I hope you’re already following ’s Substack effort to delineate what he calls “The Work” of building an energy and resource future that also mitigates the global heating challenge. If not, below I’m adding a snippet from his valuable new post building on the “Watchwords” conversation I did pre-election with Mekala Krishnan, the lead author of a recent McKinsey Global Institute report, “The hard stuff: Navigating the physical realities of the energy transition.”
His post describes three ways to manage a tough part of what I call the climate “scale monster” - emissions from existing or planned fossil-based energy systems that are - because of economic, political and technical factors - “locked in” to the human enterprise for years or even decades to come. His definition:
“Lock in” is shorthand for complex market phenomena. Once pipelines, export terminals, and power plants are built, they will remain in use. The investors who committed capital want to recover their money and the jobs in these facilities want stability. Ongoing operations means more [greenhouse gas] emissions, both from direct hydrocarbon use and upstream leaks (these are extra bad for climate). Emissions will add to atmospheric stocks, compounding global warming. Absent early retirement (in itself an expensive proposition), the plants will operate and emit.
He focuses on three solutions - carbon capture and very long-term storage, designing systems for new post-carbon purposes, and making sure they can scale back through policy choices.

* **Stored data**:

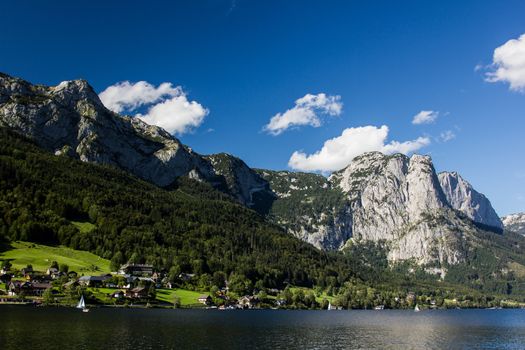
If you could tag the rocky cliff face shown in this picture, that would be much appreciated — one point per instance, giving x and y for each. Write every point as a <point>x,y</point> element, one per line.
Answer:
<point>399,200</point>
<point>242,182</point>
<point>393,199</point>
<point>461,196</point>
<point>515,223</point>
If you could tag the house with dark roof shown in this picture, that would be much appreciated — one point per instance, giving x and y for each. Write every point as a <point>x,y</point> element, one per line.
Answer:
<point>93,281</point>
<point>137,293</point>
<point>136,270</point>
<point>205,299</point>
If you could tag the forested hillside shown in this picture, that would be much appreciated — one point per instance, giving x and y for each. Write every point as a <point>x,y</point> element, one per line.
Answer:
<point>191,228</point>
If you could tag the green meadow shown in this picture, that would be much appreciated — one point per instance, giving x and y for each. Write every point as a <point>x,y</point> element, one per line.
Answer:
<point>40,257</point>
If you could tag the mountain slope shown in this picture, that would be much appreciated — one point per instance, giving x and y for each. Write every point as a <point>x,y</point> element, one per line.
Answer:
<point>308,207</point>
<point>192,228</point>
<point>515,223</point>
<point>463,197</point>
<point>393,199</point>
<point>70,119</point>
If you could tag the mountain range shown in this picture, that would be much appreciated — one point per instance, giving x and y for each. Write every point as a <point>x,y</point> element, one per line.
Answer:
<point>397,201</point>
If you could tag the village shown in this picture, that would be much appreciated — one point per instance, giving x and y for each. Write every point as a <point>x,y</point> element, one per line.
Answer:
<point>133,285</point>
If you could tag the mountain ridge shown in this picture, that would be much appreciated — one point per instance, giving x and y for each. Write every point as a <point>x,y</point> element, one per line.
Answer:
<point>377,197</point>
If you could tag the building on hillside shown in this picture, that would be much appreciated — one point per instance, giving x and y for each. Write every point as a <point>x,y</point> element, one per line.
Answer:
<point>119,294</point>
<point>5,278</point>
<point>16,288</point>
<point>27,272</point>
<point>51,270</point>
<point>136,270</point>
<point>205,299</point>
<point>248,302</point>
<point>70,284</point>
<point>137,293</point>
<point>93,281</point>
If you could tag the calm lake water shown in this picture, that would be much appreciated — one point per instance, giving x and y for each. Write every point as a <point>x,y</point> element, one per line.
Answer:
<point>60,328</point>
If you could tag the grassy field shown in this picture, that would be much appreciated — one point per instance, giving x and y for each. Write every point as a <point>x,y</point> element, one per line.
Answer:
<point>187,297</point>
<point>41,256</point>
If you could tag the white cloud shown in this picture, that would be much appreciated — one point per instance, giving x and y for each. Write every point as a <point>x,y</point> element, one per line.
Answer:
<point>425,117</point>
<point>446,136</point>
<point>168,106</point>
<point>177,115</point>
<point>338,152</point>
<point>509,64</point>
<point>307,111</point>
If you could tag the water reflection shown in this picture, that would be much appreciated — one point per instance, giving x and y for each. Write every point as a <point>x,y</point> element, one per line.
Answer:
<point>197,329</point>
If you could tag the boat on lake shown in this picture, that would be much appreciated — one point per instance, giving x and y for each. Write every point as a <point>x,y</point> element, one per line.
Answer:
<point>82,304</point>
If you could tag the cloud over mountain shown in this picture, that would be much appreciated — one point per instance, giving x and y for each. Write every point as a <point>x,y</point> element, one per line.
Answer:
<point>338,152</point>
<point>509,64</point>
<point>308,110</point>
<point>167,106</point>
<point>425,117</point>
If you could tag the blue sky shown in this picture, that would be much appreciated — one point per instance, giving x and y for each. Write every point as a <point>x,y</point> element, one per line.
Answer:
<point>246,61</point>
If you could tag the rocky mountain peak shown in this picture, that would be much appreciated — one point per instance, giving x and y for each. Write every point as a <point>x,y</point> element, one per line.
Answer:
<point>70,119</point>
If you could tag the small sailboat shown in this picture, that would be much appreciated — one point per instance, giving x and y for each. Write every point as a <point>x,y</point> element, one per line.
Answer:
<point>82,304</point>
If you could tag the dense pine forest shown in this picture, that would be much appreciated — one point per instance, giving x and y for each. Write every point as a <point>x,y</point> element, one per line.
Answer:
<point>192,228</point>
<point>189,228</point>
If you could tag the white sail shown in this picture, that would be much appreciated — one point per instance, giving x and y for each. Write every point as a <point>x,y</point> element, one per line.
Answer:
<point>81,304</point>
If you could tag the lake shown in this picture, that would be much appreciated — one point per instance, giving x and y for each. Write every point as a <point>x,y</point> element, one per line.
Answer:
<point>105,328</point>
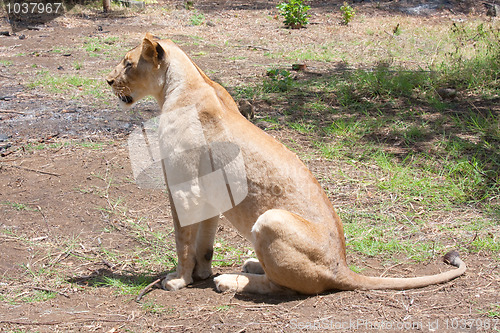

* **GIVEN EXERCISE 1**: According to the passage on fossil energy lock-in, which three solutions does the post focus on?
* **GIVEN EXERCISE 2**: Proceed with the passage on fossil energy lock-in, picking it up after its final sentence.

* **WRITTEN REPLY 1**: Carbon capture and very long-term storage, designing systems for new post-carbon purposes, and making sure they can scale back through policy choices.

* **WRITTEN REPLY 2**:
Carbon capture is much debated, with climate activists focusing on it as moral hazard (distracting from the core need to cut warming pollution) or a greenwash path for industry and some global development analysts like Vaclav Smil deeply dismissive of its capacity ever to work at the gigaton scale of the global warming challenge (watch Smil do the math in this 2009 onstage conversation we had).
But I’m with Friedmann and others who see it as one vital tool in the decades ahead. The climate challenge is all about YES AND. An important task is discriminating between greenwash - which is real - and legitimate research and deployment policy and practice. Here’s a 2022 Department of Energy report.
Friedmann has moved from climate and energy research into the business of carbon abatment but remains a trusted guide for me. He is transparent about where and how this technology makes sense and what it can’t do. Here’s a conversation I had with him one year ago laying out the landscape (you can also watch and share it on YouTube):
Here’s an excerpt from his post but please click the link to read the full piece and subscribe:
Lock in is a choice, not fate
Infrastructure & investment can counter emissions inevitability
The forces that lead to “lock in” are real. Governments want the energy, the jobs, the tax base. Communities want them too. Investors want their money back. Shuttering infrastructure early is expensive – so is replacement with new infrastructure. In reality, the key stakeholders aren’t comparing options based on marginal or levelized costs – they’re comparing tear-down costs.
Does this mean we’re doomed? Roll the credits?
No. It does not.
“Lock in” is a choice. Existing fossil fuel infrastructure, whether pipelines or power plants, also can be retrofit, repurposed, and reimagined.
First choice: manage carbon emissions
You want to limit emissions from fossil fuel plants? Here’s an idea – limit the emissions.
Continuing emissions from fossil fuel facilities is a choice. We have the technology to capture the emissions and keep them out of the air and oceans indefinitely. Carbon capture is well established technology, operating for nearly 30 years in Norway and the US, working today in 16 countries capturing >50 million tons of CO2 each year. Over 600 projects are in design and commissioning, with >230 project added in 2023.
YES, it costs money to stop emissions this way. Clean ain’t free.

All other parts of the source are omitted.